## Tasks and exercises
1. Print the section of the text on Johor's economic zones that opens with the words containing "On 11 January" and closes with "the two countries.".
2. Answer these questions using the text on Johor's economic zones.
(a) Which two ministers signed the Memorandum of Understanding on 11 January 2024?
(b) How many jobs is the special economic zone estimated to create?
(c) What has Forest City in Johor been designated as?

Segment Start: Text for analysis

On 11 January 2024, Malaysia's Economy Minister Rafizi Ramli and Singapore's Trade and Industry Minister Gan Kim Yong signed a Memorandum of Understanding (MoU) to work on a Johor-Singapore Special Economic Zone (JS-SEZ). One goal of this cooperation is to build one-stop business investment centre, in terms of less administrative procedures for movement of goods and labour and more favourable business incentives. The ongoing construction of the Johor Bahru–Singapore Rapid Transit System would also greatly benefit further interaction of the two countries.

On 7 Jan 2025, Singapore Prime Minister Lawrence Wong visited Malaysia and signed an agreement with his Malaysian counterpart Anwar Ibrahim on creating the special economic zone. The agreement expects 50 projects in the first five years of the establishment of the special economic zone, which would create an estimated 20,000 jobs and benefit more than 11 industries. However, there are concerns about the lack of skilled labour and causeway congestion.

===Forest City Special Financial Zone===
Forest city in Johor has been designated by the government as a Special Financial Zone, thanks to its geographical proximity to the regional economic powerhouse Singapore. The government gives business-friendly incentives such as tax breaks to promote development of the local financial industry.

Segment End: Text for analysis
Segment Start: Information shown

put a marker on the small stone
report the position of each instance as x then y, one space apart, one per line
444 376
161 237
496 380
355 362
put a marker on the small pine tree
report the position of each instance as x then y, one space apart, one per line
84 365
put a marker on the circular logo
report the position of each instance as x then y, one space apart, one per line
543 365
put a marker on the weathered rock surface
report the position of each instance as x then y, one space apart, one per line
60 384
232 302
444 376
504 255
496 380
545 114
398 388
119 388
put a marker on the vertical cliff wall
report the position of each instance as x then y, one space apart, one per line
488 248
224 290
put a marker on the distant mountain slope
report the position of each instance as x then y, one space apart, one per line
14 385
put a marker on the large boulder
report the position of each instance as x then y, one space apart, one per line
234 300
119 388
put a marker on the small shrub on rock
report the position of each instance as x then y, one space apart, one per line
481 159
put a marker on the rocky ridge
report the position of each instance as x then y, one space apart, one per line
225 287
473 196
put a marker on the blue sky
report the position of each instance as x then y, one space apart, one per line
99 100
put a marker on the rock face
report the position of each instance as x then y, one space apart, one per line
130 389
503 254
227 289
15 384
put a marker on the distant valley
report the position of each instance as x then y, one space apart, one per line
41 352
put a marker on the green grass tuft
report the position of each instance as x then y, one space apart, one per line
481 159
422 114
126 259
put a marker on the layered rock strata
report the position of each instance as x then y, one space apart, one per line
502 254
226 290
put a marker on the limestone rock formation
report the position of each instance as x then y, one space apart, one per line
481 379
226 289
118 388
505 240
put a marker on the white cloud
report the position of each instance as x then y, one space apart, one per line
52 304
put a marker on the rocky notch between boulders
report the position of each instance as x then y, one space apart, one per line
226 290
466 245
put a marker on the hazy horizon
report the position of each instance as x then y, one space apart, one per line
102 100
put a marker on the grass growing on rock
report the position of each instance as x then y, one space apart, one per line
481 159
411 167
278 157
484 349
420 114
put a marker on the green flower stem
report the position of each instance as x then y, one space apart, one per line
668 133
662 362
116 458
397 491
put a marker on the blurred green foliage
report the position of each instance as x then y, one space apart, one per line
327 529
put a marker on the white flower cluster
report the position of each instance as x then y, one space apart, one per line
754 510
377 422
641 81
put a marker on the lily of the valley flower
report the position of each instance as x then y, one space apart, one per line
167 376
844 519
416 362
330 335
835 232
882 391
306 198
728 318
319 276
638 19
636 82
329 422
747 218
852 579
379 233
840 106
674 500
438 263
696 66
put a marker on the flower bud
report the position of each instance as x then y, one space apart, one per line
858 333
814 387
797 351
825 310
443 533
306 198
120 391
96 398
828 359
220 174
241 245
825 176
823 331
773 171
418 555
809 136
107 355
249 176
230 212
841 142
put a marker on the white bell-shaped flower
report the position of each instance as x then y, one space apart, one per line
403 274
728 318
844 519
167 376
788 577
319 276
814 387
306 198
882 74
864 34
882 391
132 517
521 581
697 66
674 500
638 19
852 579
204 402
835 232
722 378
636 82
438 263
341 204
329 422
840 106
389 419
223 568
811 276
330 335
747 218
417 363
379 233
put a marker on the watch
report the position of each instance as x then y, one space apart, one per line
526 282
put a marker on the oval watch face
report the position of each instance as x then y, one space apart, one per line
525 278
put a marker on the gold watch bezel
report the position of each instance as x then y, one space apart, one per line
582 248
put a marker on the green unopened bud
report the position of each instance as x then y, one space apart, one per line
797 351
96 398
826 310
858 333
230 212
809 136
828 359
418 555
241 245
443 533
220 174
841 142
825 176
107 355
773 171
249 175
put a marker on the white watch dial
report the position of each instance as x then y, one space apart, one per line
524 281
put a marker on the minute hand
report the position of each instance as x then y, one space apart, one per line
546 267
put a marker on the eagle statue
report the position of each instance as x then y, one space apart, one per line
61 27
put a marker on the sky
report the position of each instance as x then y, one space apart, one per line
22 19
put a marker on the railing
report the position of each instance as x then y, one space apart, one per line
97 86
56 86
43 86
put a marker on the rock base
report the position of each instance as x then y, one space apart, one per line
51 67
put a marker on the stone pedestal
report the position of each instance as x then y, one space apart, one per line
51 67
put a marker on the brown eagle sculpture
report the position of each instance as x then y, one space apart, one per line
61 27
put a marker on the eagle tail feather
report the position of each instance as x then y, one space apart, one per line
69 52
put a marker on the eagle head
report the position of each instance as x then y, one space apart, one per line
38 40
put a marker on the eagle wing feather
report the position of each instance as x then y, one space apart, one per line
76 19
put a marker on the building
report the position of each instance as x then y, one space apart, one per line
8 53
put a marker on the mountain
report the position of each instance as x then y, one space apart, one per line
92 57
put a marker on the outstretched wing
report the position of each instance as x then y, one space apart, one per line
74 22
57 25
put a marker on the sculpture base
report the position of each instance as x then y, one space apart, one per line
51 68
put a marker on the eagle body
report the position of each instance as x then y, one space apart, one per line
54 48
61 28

Segment End: Information shown
Segment Start: Information shown

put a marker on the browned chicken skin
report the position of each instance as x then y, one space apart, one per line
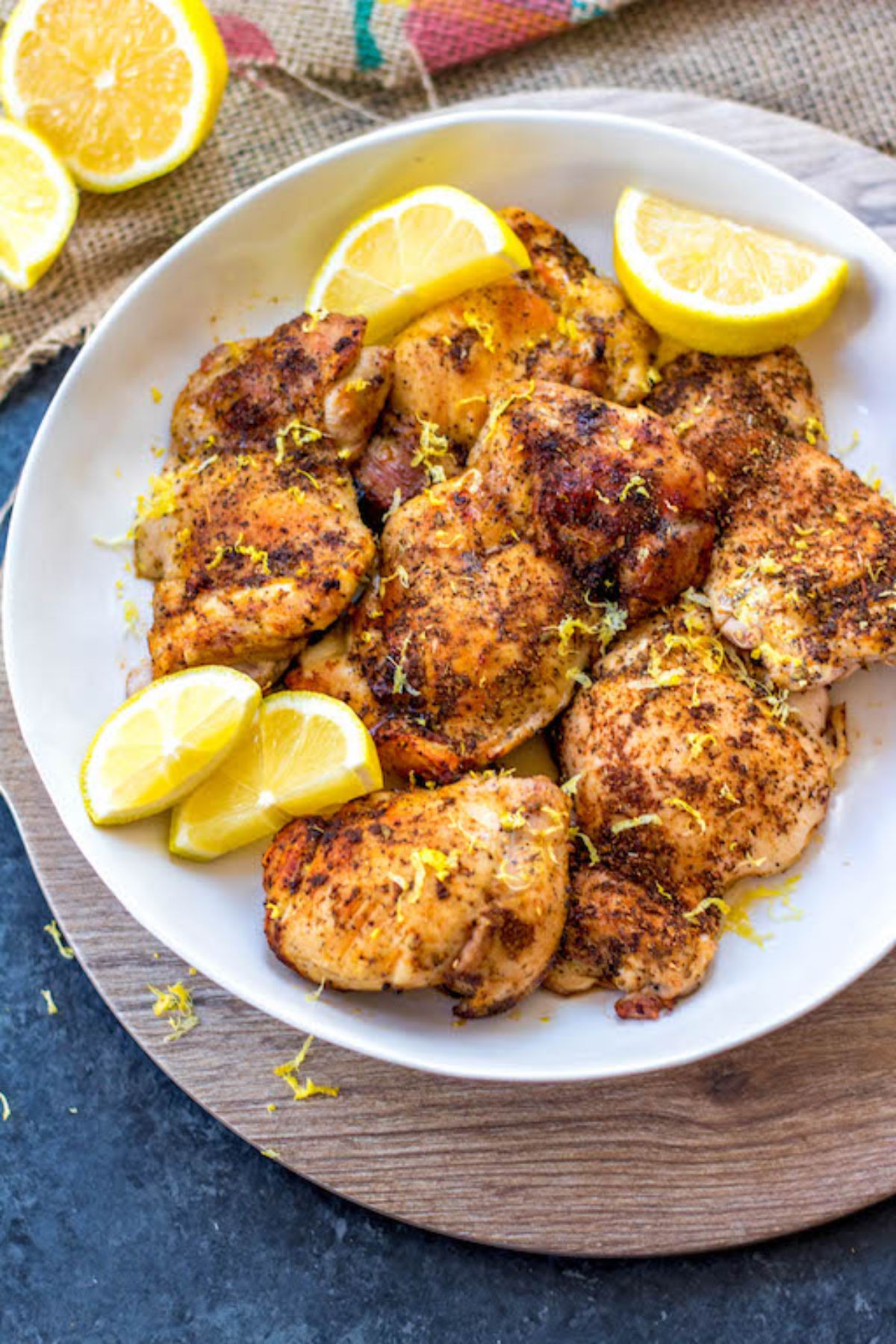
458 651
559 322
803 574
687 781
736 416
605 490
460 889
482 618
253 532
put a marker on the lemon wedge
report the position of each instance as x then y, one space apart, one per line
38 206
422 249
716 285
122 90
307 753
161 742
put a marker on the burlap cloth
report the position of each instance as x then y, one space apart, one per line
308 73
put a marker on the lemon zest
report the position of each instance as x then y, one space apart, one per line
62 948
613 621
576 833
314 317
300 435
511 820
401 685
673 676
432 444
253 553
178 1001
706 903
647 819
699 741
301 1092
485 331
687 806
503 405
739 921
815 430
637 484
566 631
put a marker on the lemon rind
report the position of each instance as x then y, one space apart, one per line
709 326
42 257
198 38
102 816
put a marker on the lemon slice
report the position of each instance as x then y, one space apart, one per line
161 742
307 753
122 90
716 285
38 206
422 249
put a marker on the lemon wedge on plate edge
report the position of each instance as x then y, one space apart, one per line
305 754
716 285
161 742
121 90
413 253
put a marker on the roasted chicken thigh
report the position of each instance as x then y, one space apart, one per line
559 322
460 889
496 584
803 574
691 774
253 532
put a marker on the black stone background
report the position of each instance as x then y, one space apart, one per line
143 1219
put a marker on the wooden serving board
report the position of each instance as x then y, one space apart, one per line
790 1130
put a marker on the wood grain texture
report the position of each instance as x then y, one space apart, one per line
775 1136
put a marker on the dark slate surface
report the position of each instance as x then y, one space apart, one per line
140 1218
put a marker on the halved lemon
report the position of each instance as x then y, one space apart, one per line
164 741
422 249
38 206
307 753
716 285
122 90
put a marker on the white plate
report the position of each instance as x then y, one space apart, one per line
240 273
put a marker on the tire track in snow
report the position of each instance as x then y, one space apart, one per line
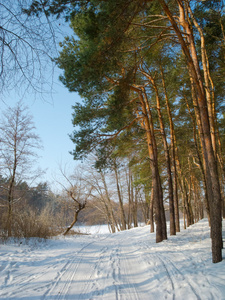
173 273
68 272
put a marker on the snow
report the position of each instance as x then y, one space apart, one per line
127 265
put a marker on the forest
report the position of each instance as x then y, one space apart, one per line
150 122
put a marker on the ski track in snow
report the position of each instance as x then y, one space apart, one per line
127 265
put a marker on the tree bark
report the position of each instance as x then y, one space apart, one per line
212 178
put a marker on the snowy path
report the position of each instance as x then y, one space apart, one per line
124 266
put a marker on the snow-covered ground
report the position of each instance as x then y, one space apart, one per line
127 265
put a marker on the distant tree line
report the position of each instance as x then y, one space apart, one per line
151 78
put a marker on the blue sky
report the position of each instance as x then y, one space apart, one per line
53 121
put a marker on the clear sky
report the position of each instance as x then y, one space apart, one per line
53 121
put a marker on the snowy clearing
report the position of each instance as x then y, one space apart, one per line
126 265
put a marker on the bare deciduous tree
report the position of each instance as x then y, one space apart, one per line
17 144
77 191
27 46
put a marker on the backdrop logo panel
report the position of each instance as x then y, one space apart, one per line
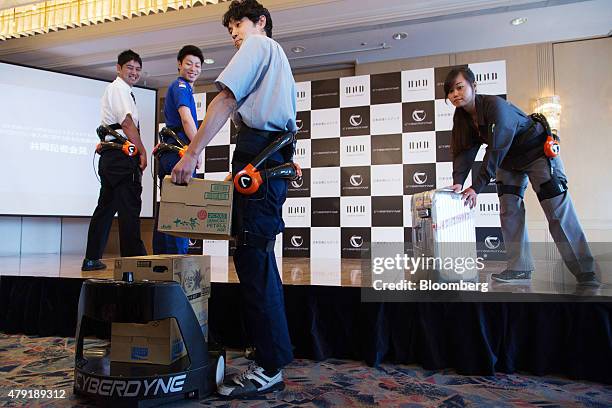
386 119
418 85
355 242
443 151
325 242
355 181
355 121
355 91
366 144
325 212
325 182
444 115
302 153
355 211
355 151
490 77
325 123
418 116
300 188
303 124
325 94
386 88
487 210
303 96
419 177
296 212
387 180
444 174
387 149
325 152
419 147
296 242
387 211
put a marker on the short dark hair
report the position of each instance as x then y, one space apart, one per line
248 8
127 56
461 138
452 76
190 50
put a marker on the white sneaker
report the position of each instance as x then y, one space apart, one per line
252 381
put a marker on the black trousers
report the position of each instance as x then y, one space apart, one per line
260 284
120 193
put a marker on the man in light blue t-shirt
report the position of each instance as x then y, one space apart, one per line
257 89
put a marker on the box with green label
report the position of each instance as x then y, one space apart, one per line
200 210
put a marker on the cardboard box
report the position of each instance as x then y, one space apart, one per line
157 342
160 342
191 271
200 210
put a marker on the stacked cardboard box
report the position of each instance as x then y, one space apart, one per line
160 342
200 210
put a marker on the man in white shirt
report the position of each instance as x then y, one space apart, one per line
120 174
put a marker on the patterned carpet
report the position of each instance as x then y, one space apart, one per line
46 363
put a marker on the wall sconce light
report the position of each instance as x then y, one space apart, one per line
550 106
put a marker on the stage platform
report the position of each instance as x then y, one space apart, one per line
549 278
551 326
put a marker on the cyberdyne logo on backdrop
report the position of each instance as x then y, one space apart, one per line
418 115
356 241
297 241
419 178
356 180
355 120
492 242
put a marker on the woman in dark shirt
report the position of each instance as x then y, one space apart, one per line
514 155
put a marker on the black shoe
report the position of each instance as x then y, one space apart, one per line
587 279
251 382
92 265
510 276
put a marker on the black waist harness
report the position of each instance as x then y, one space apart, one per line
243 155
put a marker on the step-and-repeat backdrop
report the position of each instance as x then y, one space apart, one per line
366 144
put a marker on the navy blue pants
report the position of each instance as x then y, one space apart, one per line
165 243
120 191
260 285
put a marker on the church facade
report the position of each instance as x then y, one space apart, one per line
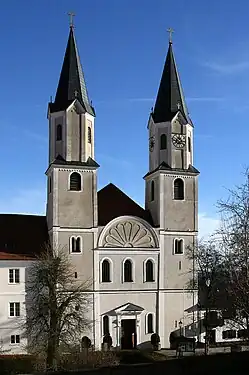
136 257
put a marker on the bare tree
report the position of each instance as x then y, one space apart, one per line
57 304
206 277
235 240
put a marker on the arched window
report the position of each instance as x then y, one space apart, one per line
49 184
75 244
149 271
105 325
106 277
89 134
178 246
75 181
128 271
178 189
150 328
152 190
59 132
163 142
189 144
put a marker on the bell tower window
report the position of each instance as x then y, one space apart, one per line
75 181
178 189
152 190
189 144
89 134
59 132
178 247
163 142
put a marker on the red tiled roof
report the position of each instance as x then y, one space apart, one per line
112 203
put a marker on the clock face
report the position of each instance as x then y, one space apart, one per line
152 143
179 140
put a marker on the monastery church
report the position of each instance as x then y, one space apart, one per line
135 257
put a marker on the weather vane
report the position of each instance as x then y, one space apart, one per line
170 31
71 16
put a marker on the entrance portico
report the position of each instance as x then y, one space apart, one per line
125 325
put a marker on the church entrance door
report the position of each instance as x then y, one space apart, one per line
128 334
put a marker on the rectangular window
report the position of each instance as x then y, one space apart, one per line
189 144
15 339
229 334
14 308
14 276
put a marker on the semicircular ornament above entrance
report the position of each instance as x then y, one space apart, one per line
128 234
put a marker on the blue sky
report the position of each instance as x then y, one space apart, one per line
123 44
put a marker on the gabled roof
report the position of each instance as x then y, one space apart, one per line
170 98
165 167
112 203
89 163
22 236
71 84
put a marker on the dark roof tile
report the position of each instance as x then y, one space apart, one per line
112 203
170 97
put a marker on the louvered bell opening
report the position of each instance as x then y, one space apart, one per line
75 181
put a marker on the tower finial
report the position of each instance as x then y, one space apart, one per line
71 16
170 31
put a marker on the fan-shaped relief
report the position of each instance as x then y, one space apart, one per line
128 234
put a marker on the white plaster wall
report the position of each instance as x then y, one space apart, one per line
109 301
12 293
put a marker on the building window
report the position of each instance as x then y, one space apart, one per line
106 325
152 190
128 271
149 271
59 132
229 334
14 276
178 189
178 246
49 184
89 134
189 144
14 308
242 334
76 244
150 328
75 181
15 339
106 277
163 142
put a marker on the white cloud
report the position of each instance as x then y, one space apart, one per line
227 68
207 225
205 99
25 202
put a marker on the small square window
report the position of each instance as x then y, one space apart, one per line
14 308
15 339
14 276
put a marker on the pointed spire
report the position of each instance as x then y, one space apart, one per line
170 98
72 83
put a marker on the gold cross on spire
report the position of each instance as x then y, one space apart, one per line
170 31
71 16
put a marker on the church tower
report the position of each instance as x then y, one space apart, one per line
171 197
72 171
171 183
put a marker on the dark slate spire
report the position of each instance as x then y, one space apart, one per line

Segment End: Information shown

## Exercise responses
1.
On 11 January 2024, Malaysia's Economy Minister Rafizi Ramli and Singapore's Trade and Industry Minister Gan Kim Yong signed a Memorandum of Understanding (MoU) to work on a Johor-Singapore Special Economic Zone (JS-SEZ). One goal of this cooperation is to build one-stop business investment centre, in terms of less administrative procedures for movement of goods and labour and more favourable business incentives. The ongoing construction of the Johor Bahru–Singapore Rapid Transit System would also greatly benefit further interaction of the two countries.

2.
(a) Malaysia's Economy Minister Rafizi Ramli and Singapore's Trade and Industry Minister Gan Kim Yong.
(b) An estimated 20,000 jobs.
(c) A Special Financial Zone.